--- start of Data ---

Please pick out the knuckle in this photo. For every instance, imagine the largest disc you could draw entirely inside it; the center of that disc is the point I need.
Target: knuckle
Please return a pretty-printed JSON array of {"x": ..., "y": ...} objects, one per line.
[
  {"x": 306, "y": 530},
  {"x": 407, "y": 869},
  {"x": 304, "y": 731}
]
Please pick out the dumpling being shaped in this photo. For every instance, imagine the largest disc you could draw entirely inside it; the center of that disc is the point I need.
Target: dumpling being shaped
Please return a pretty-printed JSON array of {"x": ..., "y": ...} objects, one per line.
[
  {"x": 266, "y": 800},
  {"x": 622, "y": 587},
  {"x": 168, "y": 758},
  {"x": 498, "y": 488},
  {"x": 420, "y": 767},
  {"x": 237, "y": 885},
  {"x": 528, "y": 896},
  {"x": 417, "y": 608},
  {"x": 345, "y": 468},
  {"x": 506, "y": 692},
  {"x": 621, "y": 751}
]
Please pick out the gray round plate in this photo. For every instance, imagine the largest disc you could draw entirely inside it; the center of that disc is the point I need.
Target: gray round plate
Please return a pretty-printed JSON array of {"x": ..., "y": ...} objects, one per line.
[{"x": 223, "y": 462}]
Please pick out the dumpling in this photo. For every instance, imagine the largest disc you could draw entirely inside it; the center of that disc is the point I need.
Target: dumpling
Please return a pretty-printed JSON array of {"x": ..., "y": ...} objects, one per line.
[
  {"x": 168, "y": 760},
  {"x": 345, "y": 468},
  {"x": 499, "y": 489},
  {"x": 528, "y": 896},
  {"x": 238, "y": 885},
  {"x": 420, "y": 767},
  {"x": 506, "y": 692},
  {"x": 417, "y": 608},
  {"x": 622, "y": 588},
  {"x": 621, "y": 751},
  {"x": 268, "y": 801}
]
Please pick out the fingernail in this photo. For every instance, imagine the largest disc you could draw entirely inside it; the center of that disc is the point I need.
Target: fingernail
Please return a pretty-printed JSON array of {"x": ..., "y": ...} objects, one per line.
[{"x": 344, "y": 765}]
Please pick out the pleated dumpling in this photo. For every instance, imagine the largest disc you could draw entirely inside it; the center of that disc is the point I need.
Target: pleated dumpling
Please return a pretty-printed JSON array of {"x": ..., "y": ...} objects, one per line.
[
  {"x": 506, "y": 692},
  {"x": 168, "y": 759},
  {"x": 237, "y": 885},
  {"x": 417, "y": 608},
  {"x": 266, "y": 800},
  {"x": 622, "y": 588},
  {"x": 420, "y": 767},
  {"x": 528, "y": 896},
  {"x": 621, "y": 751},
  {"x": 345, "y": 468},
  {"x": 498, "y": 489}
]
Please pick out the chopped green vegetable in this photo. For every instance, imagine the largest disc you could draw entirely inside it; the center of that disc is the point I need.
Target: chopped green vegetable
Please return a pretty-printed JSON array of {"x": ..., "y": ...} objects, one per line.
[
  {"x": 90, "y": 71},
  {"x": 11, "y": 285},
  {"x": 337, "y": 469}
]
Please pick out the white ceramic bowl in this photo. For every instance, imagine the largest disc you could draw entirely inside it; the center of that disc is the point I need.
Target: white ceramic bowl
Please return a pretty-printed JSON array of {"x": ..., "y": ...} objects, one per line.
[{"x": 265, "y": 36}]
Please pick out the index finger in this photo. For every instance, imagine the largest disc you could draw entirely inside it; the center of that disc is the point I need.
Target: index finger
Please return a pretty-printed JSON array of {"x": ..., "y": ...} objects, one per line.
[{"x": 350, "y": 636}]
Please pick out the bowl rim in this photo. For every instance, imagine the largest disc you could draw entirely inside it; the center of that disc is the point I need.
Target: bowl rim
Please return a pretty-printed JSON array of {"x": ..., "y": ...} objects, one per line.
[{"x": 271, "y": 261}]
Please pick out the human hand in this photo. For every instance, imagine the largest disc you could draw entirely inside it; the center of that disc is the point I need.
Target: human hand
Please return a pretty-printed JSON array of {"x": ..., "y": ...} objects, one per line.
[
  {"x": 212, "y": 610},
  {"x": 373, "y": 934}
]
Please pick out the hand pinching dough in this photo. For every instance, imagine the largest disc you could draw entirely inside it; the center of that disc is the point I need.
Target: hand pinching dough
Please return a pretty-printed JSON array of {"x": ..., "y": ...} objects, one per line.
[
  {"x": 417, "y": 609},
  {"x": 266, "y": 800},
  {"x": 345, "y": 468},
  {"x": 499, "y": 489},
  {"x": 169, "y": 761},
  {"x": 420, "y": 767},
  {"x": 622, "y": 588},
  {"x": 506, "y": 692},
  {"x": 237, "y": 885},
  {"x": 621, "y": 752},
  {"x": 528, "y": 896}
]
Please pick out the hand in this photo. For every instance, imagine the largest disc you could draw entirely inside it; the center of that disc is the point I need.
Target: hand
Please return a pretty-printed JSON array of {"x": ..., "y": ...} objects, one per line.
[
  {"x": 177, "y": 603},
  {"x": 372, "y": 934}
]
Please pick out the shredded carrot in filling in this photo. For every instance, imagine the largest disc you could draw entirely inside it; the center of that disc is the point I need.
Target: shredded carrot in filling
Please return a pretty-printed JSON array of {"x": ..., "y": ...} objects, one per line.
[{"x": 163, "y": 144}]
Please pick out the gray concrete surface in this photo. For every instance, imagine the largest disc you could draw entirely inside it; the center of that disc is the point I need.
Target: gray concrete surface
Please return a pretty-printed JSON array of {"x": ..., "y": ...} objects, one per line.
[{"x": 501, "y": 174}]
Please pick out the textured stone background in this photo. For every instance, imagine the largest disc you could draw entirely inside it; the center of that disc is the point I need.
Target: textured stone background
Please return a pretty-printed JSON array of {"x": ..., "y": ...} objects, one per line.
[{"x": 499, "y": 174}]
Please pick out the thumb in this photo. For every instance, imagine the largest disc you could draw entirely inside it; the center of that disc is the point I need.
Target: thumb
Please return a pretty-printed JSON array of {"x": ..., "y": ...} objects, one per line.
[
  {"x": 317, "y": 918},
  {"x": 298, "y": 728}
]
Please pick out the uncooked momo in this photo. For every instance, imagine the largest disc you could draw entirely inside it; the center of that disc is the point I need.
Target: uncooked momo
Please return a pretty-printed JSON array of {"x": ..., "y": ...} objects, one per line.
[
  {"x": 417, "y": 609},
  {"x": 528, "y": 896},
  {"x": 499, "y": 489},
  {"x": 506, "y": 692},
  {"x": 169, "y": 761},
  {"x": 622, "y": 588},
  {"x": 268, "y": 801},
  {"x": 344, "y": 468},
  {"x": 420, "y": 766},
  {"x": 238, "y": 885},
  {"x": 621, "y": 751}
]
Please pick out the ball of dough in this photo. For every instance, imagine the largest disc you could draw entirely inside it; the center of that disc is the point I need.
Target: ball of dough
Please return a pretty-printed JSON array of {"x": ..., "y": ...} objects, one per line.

--- end of Data ---

§ Your task
Each of the records should be retyped exactly.

§ Written reply
Please pick out the knuckle in this photo. For every instance, imagine the largest disc you could draw entirely inside it; the center of that disc is the point I need.
Target: knuckle
Please return a pretty-printed JSON array of {"x": ..., "y": ...} objects, one per line.
[
  {"x": 306, "y": 530},
  {"x": 407, "y": 869},
  {"x": 304, "y": 731}
]
Please pick out the dumpling being shaped in this photo. For every instance, imagine the largest disc you could draw entirely inside it; the center of that disc is the point I need.
Target: dumpling being shaped
Please return a pretty-printed JSON array of {"x": ..., "y": ...} objects, one per line.
[
  {"x": 266, "y": 800},
  {"x": 622, "y": 587},
  {"x": 168, "y": 758},
  {"x": 498, "y": 488},
  {"x": 420, "y": 767},
  {"x": 237, "y": 885},
  {"x": 528, "y": 896},
  {"x": 417, "y": 608},
  {"x": 345, "y": 468},
  {"x": 506, "y": 692},
  {"x": 621, "y": 751}
]
Please pick out the gray round plate in this photo. For every instance, imagine the largest disc you could draw entirely inside it; the center of that disc is the point I need.
Target: gray round plate
Please return a pretty-printed JSON array of {"x": ..., "y": ...} objects, one per line.
[{"x": 223, "y": 462}]
Please pick out the dumpling in this photo. For every instance, imagine the largest disc you could draw entirely inside it; the center of that disc is the point I need.
Target: dumpling
Please return a pretty-printed JSON array of {"x": ..., "y": ...} objects, one per line.
[
  {"x": 168, "y": 760},
  {"x": 345, "y": 468},
  {"x": 499, "y": 489},
  {"x": 528, "y": 896},
  {"x": 238, "y": 885},
  {"x": 420, "y": 767},
  {"x": 506, "y": 692},
  {"x": 417, "y": 608},
  {"x": 622, "y": 588},
  {"x": 621, "y": 751},
  {"x": 268, "y": 801}
]
Please pick out the fingernail in this photo. For every instance, imagine the largest disc you could draw entirely inside it; the center of that disc is the point I need.
Target: fingernail
Please return a pretty-printed JSON array of {"x": ..., "y": ...} objects, one per line.
[{"x": 344, "y": 765}]
Please pick out the pleated dumpling in this photo. For every instance, imagine the largest disc you could draw entirely inside it; the center of that disc is the point I need.
Target: pleated dumpling
Please return a pretty-printed JSON array of {"x": ..., "y": ...} objects, one per line.
[
  {"x": 506, "y": 692},
  {"x": 168, "y": 759},
  {"x": 237, "y": 885},
  {"x": 417, "y": 608},
  {"x": 266, "y": 800},
  {"x": 622, "y": 588},
  {"x": 420, "y": 767},
  {"x": 528, "y": 896},
  {"x": 621, "y": 751},
  {"x": 345, "y": 468},
  {"x": 498, "y": 489}
]
Please pick out the chopped green vegetable in this photo. For every instance, imagine the largest disc you could draw entirely inside it; the center of that disc is the point I need.
Target: chopped green vegetable
Please return a pretty-printed JSON array of {"x": ..., "y": ...} objects, one per line.
[
  {"x": 90, "y": 71},
  {"x": 11, "y": 285},
  {"x": 337, "y": 469}
]
Please pick out the white ceramic bowl in this photo. For every instance, imagine the largest disc you could draw entirely inside it; the center of that disc is the point I need.
Target: white ceramic bowl
Please return a pretty-printed JSON array of {"x": ..., "y": ...} objects, one per line.
[{"x": 265, "y": 36}]
Please pick out the index finger in this photo. For every instance, imagine the largest disc you could draw entirely inside it; the center of that disc is the point I need.
Target: index finger
Please return a pretty-printed JSON array of {"x": ..., "y": ...} objects, one per line.
[{"x": 350, "y": 636}]
Please pick out the bowl rim in this photo. For every instance, imagine the largest disc you could draw entirely inside it; the center of that disc is the point I need.
Target: bowl rim
Please return a pretty-printed JSON array of {"x": ..., "y": ...} objects, one per line.
[{"x": 271, "y": 261}]
Please pick out the human hand in this photo. For every instance, imagine the largest disc you could draw entirely inside it; the center of that disc is the point I need.
Target: human hand
Please return a pretty-printed JSON array of {"x": ..., "y": ...} objects, one per line.
[
  {"x": 212, "y": 610},
  {"x": 373, "y": 934}
]
Please pick out the hand pinching dough in this photo. For every instance, imagine the largest disc you could draw entirely inside it; the center of that disc is the point I need.
Target: hand pinching dough
Please return a pretty-printed JSON array of {"x": ..., "y": ...} objects, one per line.
[
  {"x": 417, "y": 609},
  {"x": 266, "y": 800},
  {"x": 345, "y": 468},
  {"x": 499, "y": 489},
  {"x": 169, "y": 761},
  {"x": 420, "y": 767},
  {"x": 622, "y": 588},
  {"x": 506, "y": 692},
  {"x": 237, "y": 885},
  {"x": 621, "y": 752},
  {"x": 528, "y": 896}
]
Please pick out the hand in this photo. For every instance, imagine the largest disc you could draw entirely inside it; the center of that disc is the point I need.
Target: hand
Please return a pretty-printed JSON array of {"x": ..., "y": ...} objects, one per line.
[
  {"x": 177, "y": 603},
  {"x": 372, "y": 934}
]
Please pick out the shredded carrot in filling in this photo. For every instance, imagine the largest disc you could draw entirely inside it; the center of that disc is the point I need.
Target: shredded carrot in filling
Please return a pretty-printed JSON array of {"x": ..., "y": ...} objects, one per line.
[{"x": 163, "y": 144}]
Please pick out the gray concrete surface in this photo. For every instance, imagine the largest disc you could draw entirely inside it; the center of that disc is the point I need.
Target: gray concrete surface
Please return a pretty-printed JSON array of {"x": ..., "y": ...} objects, one per line.
[{"x": 501, "y": 174}]
Please pick out the textured stone background in this photo. For every instance, imagine the largest disc you could draw entirely inside it; the center of that disc is the point I need.
Target: textured stone background
Please return a pretty-printed JSON array of {"x": ..., "y": ...} objects, one per line.
[{"x": 499, "y": 174}]
Please pick out the thumb in this photo. For every instance, imagine the largest disc you could draw entirely inside it; the center of that disc is the point I need.
Target: thumb
Please return a pretty-printed JSON array of {"x": ..., "y": ...} objects, one per line.
[
  {"x": 317, "y": 918},
  {"x": 298, "y": 728}
]
Please pick out the uncooked momo in this photo. For every instance, imagine the largest disc you could draw entirely inside it; the center of that disc is the point I need.
Target: uncooked momo
Please return a pretty-printed JSON array of {"x": ..., "y": ...} objects, one per line.
[
  {"x": 417, "y": 609},
  {"x": 528, "y": 896},
  {"x": 499, "y": 489},
  {"x": 506, "y": 692},
  {"x": 169, "y": 761},
  {"x": 622, "y": 588},
  {"x": 268, "y": 801},
  {"x": 344, "y": 468},
  {"x": 420, "y": 766},
  {"x": 238, "y": 885},
  {"x": 621, "y": 751}
]
Please pick out the ball of dough in this photo. For every instance, imagine the largest disc you could draw entirely inside it; the center of that disc is the point I need.
Target: ball of dough
Please return a pretty-printed JSON array of {"x": ..., "y": ...} objects, one per line.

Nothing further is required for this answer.